- Passage

┄┄┄┄┄┄┄┄┄┄

Regarding a removal of thermal energy it is preferred that the thermal energy is removed from said component according to a two-phase cooling.

The tempering liquid is preferably an electrically insulating fluid.

The heating device is preferably arranged to operatively heat the tempering liquid to a temperature near or above the middle of the temperature range specified by the manufacturer for the electronic component to be provided with thermal energy.

Said at least one spraying device can be arranged to operatively spray the tempering liquid on a first electronic component in the form of a cooling flange or a cooling surface thermally coupled to a second electronic component to be heated or cooled by the liquid.

Said at least one spraying device can be arranged to operatively spray the tempering liquid on an electronic component in the form of a circuit board, or a rack provided with a plurality of circuit boards.

Said at least one spraying device can be arranged to operatively spray the tempering liquid on a first electronic component in the form of a cooling flange or a cooling surface thermally coupled to a second electronic to be heated or cooled by the liquid.

Said spray module can comprise at least two types of spraying devices, wherein a first spraying device type is arranged to be operatively used when the temperature managing arrangement operates as a cooling arrangement and a second spraying device type is arranged to be operatively used when the temperature managing arrangement operates as a heating system.

┄┄┄┄┄┄┄┄┄┄

- Required actions
[a] Please reproduce the spray-cooling passage word for word, the stretch from "The tempering liquid is" through "with thermal energy.".
[b] Continue the passage on spraying tempering liquid onto electronic components, starting after its last sentence.
The listing isn't needed for any of this work.

┄┄┄┄┄┄┄┄┄┄

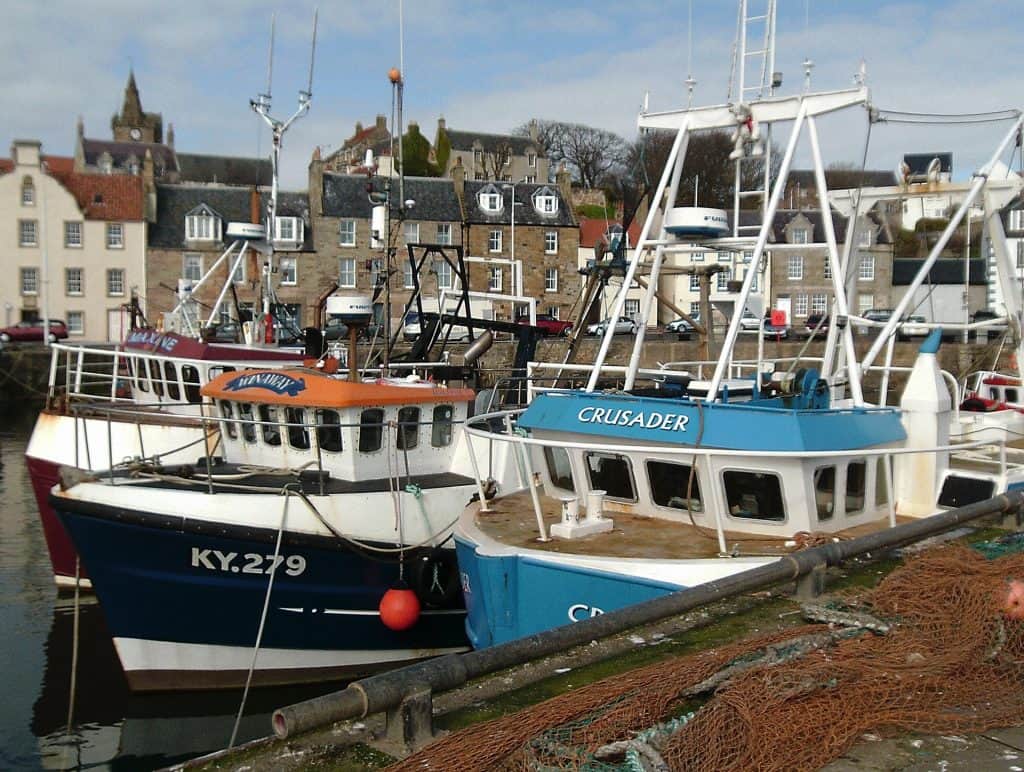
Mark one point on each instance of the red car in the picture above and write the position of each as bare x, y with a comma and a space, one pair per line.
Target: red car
549, 325
33, 331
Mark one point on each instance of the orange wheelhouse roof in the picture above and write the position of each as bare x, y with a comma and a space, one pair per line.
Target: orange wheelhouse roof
306, 388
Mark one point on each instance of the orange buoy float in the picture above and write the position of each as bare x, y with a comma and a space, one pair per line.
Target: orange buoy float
399, 608
1013, 604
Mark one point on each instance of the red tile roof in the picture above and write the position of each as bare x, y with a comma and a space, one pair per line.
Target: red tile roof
104, 197
593, 230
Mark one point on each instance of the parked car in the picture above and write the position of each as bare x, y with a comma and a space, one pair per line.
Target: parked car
913, 327
624, 326
549, 325
25, 332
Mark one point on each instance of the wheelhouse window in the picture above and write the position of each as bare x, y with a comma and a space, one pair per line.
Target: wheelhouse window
268, 424
371, 430
441, 426
329, 431
226, 413
754, 496
409, 428
559, 469
610, 473
298, 432
674, 485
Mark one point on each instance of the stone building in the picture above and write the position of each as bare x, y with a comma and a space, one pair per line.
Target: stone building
492, 157
75, 244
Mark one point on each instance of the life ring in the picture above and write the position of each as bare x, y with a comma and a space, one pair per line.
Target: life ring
434, 579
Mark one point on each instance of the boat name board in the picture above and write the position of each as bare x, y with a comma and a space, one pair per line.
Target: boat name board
616, 417
275, 382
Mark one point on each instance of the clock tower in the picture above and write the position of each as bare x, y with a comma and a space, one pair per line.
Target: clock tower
133, 124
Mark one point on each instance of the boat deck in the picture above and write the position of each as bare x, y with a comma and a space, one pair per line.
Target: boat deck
511, 521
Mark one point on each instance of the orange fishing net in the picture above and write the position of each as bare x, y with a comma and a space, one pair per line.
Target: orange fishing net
945, 654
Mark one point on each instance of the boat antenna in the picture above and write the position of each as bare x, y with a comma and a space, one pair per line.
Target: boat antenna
261, 105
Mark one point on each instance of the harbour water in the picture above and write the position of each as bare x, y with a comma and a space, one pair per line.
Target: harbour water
110, 727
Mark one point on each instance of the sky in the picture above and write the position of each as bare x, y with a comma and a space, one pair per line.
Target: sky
493, 66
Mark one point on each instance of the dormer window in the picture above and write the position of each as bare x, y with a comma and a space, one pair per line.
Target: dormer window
202, 224
28, 193
489, 199
546, 201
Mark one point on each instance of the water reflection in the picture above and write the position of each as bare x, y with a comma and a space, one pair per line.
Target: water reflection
111, 727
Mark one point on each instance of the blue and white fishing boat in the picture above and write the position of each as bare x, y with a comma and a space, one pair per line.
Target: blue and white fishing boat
345, 487
714, 468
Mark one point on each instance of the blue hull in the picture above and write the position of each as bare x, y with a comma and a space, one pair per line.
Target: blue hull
513, 596
202, 585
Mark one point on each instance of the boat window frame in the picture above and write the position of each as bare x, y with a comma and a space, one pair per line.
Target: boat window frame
691, 467
747, 470
607, 494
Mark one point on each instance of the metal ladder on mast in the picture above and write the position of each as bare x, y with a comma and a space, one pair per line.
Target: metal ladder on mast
752, 78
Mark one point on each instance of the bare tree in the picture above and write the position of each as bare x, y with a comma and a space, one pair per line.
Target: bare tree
590, 154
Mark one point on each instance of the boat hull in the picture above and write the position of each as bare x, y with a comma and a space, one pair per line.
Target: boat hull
183, 599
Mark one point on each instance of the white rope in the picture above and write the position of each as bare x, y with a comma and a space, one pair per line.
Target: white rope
262, 618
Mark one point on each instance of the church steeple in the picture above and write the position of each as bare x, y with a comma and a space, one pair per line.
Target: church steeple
133, 124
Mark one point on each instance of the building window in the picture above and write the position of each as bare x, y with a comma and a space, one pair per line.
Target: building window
865, 269
551, 242
723, 276
443, 275
76, 323
800, 305
115, 236
346, 232
192, 267
202, 227
73, 281
346, 272
489, 202
73, 234
289, 271
411, 231
115, 282
30, 281
27, 232
795, 267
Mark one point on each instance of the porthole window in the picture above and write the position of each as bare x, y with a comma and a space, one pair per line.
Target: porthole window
371, 430
754, 496
298, 434
440, 432
674, 485
409, 428
611, 473
329, 431
268, 424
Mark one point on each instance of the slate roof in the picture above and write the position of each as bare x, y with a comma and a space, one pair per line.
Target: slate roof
526, 213
465, 140
945, 271
163, 157
225, 170
345, 196
174, 202
919, 162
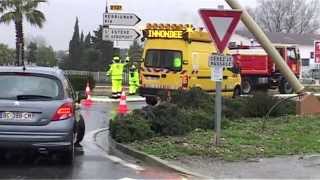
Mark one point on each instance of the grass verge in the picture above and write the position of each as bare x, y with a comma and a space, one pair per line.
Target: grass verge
242, 140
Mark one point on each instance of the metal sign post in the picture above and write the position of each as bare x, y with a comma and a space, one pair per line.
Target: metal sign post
217, 125
221, 25
217, 62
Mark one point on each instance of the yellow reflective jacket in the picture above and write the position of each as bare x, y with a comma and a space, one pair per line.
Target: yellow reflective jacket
116, 70
134, 76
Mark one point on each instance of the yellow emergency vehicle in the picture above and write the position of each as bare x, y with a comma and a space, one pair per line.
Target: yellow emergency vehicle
176, 57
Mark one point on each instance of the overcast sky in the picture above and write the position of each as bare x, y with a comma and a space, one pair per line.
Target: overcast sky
61, 15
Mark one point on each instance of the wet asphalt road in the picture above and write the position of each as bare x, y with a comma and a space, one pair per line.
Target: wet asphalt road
94, 163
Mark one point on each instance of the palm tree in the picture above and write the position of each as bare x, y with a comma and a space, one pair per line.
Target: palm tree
17, 11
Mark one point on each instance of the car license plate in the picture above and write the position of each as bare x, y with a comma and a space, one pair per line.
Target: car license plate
16, 116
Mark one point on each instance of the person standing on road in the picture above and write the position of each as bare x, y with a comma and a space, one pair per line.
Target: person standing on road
133, 80
116, 73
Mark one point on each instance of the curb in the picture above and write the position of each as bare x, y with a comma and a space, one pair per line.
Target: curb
151, 159
107, 99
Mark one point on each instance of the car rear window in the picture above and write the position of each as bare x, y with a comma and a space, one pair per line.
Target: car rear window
13, 86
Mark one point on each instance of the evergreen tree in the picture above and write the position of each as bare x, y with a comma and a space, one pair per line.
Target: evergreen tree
87, 40
46, 57
32, 52
74, 49
105, 49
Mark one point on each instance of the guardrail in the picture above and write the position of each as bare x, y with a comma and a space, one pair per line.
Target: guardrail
99, 77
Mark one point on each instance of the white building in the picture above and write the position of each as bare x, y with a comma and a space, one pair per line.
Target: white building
305, 43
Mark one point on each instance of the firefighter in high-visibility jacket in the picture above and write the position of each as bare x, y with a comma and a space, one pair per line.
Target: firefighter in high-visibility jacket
133, 80
116, 73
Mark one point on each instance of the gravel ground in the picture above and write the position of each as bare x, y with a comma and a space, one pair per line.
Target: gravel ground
305, 167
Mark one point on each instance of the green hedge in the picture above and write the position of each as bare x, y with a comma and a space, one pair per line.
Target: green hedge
189, 110
79, 82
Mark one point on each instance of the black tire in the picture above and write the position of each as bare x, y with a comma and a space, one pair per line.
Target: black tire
81, 128
236, 92
285, 87
68, 155
246, 86
151, 100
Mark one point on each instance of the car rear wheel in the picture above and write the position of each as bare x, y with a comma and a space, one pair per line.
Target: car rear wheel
68, 154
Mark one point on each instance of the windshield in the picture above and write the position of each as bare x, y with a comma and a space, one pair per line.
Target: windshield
18, 87
164, 59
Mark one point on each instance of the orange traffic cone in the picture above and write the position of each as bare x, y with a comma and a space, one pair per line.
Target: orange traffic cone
88, 93
123, 108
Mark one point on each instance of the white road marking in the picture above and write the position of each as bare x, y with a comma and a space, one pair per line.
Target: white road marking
89, 137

┄┄┄┄┄┄┄┄┄┄

- The responses
[a]
The tempering liquid is preferably an electrically insulating fluid.

The heating device is preferably arranged to operatively heat the tempering liquid to a temperature near or above the middle of the temperature range specified by the manufacturer for the electronic component to be provided with thermal energy.

[b]
In addition, the present invention represents an improvement compared to prior art by providing a method for temperature managing using said temperature managing arrangement, which method comprises the steps of accumulating a tempering liquid (242) in a reservoir (140, 240); pressurizing the tempering liquid (242) by means of a pressurizing device (110, 210); providing the pressurized liquid (242) to at least one spray module (120, 220) comprising at least one spraying device (222) arranged to spray the liquid (242) on at least one electronic component (224) so as to create a thermal coupling between the sprayed liquid (242) and the component (224); cooling the tempering liquid (242), being in at least one of a liquid, a vapor or a mist form after spraying, by means of a heat remover (130, 230) when thermal energy is to be removed from said component (224); and heating the tempering liquid (242) by means of a heating device (145, 245) before spraying, when thermal energy is to be provided to said component (224).

The steps must not necessarily be performed in the above order.

According to the method, the tempering liquid is preferably heated to a temperature near or above the middle of the temperature range specified by the manufacturer for the electronic component to be provided with thermal energy.

According to the method, at least one spraying device is spraying the tempering liquid on a first electronic component in the form of a cooling flange or a cooling surface thermally coupled to a second electronic component to be heated or cooled by the liquid.

According to the method, said at least one spraying device can spray the tempering liquid on an electronic component in the form of a circuit board, or a rack provided with a plurality of circuit boards.

According to the method, said at least one spraying device can spray the tempering liquid on a first electronic component in the form of a cooling flange or a cooling surface thermally coupled to a second electronic to be heated or cooled by the liquid.

Further advantages of the present invention and embodiments thereof will appear from the following detailed description of the invention.

BRIEF DESCRIPTION OF THE DRAWINGS

FIG. 1 is a schematic illustration of a temperature managing arrangement in the form of an exemplifying spray tempering system 100 according to a first embodiment of the present invention.

FIG. 2 is a schematic illustration of a temperature managing arrangement in the form of an exemplifying spray tempering system 200 according to a second embodiment of the present invention.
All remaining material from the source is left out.